*** Materials provided ***

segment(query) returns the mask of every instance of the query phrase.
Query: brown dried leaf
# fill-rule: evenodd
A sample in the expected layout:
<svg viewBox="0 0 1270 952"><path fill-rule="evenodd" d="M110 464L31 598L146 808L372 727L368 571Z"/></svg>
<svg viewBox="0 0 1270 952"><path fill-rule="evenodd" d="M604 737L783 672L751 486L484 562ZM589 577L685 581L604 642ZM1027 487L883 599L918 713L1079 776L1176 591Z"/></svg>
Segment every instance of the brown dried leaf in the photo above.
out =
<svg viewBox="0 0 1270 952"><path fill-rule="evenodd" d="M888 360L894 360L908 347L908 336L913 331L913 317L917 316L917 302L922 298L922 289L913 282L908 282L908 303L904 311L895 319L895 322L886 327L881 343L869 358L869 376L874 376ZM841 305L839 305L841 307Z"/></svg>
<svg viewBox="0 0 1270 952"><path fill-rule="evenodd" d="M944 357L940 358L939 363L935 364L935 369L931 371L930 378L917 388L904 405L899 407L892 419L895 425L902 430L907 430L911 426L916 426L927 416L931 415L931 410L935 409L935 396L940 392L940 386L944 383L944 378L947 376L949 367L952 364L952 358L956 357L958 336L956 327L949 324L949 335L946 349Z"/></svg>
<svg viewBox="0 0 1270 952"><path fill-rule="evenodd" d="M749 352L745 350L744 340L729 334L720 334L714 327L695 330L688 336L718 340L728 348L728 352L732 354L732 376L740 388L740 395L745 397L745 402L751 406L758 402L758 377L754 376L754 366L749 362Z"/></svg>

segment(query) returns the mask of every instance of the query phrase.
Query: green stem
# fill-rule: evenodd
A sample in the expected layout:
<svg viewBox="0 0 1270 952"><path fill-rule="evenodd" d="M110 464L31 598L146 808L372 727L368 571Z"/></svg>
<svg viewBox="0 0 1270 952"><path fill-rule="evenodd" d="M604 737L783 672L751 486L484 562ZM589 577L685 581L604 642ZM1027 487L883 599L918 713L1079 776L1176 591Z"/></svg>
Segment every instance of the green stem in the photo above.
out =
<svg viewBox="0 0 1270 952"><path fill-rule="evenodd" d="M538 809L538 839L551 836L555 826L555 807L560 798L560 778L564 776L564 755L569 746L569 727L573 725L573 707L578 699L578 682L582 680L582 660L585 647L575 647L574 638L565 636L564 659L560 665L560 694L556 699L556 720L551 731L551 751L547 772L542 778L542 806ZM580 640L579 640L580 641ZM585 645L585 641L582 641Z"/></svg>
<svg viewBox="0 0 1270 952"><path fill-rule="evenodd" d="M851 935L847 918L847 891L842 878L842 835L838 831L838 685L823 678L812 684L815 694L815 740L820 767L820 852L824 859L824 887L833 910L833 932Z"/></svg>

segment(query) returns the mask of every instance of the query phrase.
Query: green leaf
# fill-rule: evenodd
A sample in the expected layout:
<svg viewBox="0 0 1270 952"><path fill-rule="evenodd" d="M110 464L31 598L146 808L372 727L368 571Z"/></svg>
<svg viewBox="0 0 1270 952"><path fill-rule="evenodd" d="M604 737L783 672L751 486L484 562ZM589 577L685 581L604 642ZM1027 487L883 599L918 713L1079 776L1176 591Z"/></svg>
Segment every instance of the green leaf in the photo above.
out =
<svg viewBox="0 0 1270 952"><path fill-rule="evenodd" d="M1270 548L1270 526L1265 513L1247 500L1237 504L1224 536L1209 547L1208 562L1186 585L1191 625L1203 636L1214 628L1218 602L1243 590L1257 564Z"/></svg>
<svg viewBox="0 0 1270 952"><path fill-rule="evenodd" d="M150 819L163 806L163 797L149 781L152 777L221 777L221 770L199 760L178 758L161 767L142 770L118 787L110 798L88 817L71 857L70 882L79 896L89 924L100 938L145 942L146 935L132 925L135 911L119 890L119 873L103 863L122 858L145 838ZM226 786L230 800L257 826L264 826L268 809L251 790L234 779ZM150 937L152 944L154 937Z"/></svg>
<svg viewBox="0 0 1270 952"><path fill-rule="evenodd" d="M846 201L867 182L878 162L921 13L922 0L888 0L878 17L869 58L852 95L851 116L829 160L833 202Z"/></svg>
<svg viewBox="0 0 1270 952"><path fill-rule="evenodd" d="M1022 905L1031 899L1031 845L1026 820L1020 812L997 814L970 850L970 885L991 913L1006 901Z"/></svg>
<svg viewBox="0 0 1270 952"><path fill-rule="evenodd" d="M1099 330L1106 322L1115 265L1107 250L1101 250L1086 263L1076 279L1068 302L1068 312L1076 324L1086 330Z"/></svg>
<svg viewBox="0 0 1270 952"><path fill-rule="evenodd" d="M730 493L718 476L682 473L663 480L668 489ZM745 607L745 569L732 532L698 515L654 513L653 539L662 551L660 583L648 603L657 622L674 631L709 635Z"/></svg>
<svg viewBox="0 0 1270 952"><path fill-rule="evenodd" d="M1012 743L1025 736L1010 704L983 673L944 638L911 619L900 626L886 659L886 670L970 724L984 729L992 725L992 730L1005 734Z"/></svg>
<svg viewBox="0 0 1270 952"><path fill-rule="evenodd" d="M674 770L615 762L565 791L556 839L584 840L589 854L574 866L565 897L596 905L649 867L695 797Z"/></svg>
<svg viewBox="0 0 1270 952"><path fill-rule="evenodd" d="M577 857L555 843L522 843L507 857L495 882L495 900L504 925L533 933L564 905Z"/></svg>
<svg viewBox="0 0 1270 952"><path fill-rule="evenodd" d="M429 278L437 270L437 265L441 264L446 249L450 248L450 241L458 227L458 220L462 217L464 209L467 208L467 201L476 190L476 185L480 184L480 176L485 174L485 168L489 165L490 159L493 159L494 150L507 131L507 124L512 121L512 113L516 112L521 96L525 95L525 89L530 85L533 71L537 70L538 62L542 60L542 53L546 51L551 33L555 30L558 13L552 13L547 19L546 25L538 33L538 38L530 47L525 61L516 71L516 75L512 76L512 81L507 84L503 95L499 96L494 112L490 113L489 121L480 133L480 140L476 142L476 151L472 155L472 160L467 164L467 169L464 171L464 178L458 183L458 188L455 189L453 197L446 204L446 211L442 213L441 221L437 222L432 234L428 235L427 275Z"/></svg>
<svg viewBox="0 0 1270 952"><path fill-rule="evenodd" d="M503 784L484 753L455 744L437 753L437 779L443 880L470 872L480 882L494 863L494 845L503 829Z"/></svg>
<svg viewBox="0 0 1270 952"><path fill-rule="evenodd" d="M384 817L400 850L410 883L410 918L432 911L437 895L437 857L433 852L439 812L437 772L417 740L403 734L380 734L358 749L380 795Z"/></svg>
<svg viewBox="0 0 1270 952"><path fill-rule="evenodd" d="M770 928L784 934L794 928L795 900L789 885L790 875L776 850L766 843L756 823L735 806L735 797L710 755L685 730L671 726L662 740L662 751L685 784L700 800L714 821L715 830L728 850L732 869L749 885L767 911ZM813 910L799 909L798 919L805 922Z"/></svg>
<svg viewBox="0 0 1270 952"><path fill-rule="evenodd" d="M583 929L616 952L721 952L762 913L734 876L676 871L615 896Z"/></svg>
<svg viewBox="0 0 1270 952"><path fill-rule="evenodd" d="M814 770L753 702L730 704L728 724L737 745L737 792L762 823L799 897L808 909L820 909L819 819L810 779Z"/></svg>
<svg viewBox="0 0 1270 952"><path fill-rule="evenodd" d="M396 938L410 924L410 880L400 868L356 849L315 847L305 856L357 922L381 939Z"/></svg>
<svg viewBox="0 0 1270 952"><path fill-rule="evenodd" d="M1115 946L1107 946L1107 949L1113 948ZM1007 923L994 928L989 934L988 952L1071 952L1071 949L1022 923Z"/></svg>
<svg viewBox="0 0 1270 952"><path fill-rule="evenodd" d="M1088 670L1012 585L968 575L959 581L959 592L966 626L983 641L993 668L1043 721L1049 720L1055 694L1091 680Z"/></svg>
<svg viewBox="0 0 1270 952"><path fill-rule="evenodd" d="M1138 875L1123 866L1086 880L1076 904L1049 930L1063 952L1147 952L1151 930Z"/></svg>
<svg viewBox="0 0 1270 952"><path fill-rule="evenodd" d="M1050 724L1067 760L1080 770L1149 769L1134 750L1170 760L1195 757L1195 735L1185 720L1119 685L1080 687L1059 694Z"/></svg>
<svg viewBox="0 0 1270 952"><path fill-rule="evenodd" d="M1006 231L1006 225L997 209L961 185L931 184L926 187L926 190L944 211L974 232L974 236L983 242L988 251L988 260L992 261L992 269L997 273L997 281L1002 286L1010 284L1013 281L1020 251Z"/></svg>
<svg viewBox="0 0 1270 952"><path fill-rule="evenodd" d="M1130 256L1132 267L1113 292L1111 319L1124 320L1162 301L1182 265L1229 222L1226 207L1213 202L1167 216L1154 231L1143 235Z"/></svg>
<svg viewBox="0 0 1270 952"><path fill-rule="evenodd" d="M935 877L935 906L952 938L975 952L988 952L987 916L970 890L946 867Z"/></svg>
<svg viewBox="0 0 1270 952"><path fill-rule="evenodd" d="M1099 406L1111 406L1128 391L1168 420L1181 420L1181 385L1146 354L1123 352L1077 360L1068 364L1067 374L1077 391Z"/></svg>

***

◆ Requirements ◆
Format the material from its first line through the line containing "360L894 360L908 347L908", inclusive, as a JSON array of strings with one string per line, omitting blank lines.

◆ Written reply ◆
[
  "segment(query) returns the mask of every instance of the query phrase.",
  "Query: brown dried leaf",
  "# fill-rule: evenodd",
  "A sample in the expected layout:",
  "<svg viewBox=\"0 0 1270 952\"><path fill-rule=\"evenodd\" d=\"M110 464L31 598L146 808L372 727L368 571Z\"/></svg>",
  "<svg viewBox=\"0 0 1270 952\"><path fill-rule=\"evenodd\" d=\"M604 737L783 672L751 486L484 562ZM589 577L685 581L604 642ZM1027 487L883 599L918 713L1079 776L1176 591Z\"/></svg>",
  "Segment every instance of the brown dried leaf in the photo above.",
  "out =",
  "<svg viewBox=\"0 0 1270 952\"><path fill-rule=\"evenodd\" d=\"M888 360L894 360L908 347L908 336L913 331L913 317L917 316L917 302L922 298L922 289L913 282L908 282L908 303L904 311L895 319L895 322L886 327L881 343L869 358L869 376L874 376ZM841 305L839 305L841 307Z\"/></svg>"
]